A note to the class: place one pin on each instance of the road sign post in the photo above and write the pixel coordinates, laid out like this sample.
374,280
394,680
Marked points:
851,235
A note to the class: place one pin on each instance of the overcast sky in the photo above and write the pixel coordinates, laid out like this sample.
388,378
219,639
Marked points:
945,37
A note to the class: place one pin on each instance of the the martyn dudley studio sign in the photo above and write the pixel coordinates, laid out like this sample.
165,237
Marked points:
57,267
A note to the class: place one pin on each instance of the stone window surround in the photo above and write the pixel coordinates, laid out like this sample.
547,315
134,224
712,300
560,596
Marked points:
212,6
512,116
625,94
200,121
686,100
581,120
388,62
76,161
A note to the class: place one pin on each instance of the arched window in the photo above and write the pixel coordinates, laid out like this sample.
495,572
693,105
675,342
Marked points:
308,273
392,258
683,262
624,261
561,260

^^^^^^^^^^^^^^^^

• STATED TASK:
Reproduce all of the entries above verbatim, line for line.

• THE ANSWER:
A note to the class: place one pin on each instance of the road sign post in the photo above and write the pixel coordinates, laid out like this sample.
374,280
394,680
Marked points:
851,235
A note to the class: place one pin on each instance of the overcast sky in the photo above and write the pixel coordinates, laid out like this sample.
388,378
219,639
Marked points:
945,37
A note to the class: place one pin on each instance of the the martyn dudley studio sign in the photo above and write the pixel coordinates, laid out like this sample.
165,237
Marked points:
57,267
A note to the class: place one pin on each instance of the stone window surround in the photo above and write the pixel coordinates, laid out like this sample.
547,315
134,224
712,300
560,596
Marked points:
212,6
512,116
625,94
200,121
686,100
581,120
388,62
76,161
A note to the class: place one pin on each instance of the arched window in the photo above and write the pixel coordinates, laid out like this sample.
495,572
693,105
675,342
Marked points:
308,273
392,258
683,262
624,261
561,260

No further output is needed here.